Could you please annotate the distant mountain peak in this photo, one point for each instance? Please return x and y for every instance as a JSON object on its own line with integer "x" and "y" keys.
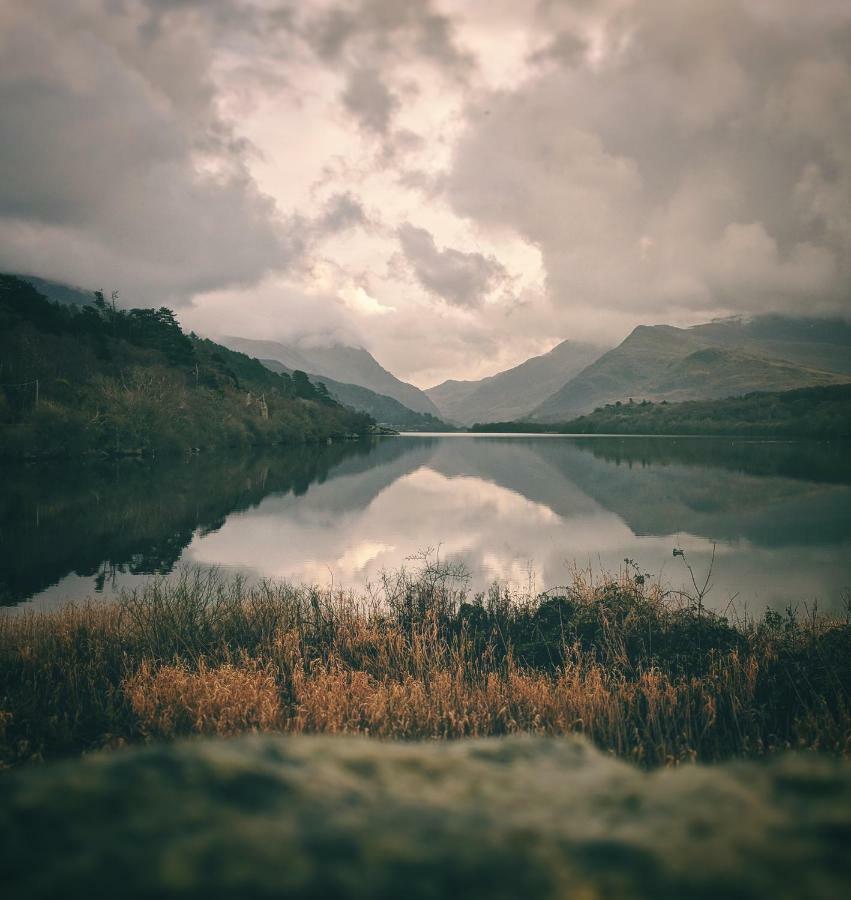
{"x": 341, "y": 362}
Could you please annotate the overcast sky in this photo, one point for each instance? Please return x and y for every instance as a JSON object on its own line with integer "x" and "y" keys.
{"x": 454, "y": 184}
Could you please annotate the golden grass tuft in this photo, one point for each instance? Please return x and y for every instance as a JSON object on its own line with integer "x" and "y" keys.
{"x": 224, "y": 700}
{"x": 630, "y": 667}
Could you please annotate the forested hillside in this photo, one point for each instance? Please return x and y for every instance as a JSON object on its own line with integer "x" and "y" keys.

=== GOAL ===
Starting at the line containing "Could you please annotate the golden" and ending at the last of the entries, write those lines out again with "forested hillside" changed to "wooded hillside" and nothing else altered.

=== TASK SOLUTION ===
Could you please annotate the golden grass tuft in this photo, one point for each instance? Please return x and y for every instance as a JSON object on its own line with integer "x" and "y" keys.
{"x": 224, "y": 700}
{"x": 630, "y": 667}
Could you please annotate the wooded hillside in this photo, one point for each instance? Please return x and y for every instance as a JSON object on its own line with integer "x" and "y" keys.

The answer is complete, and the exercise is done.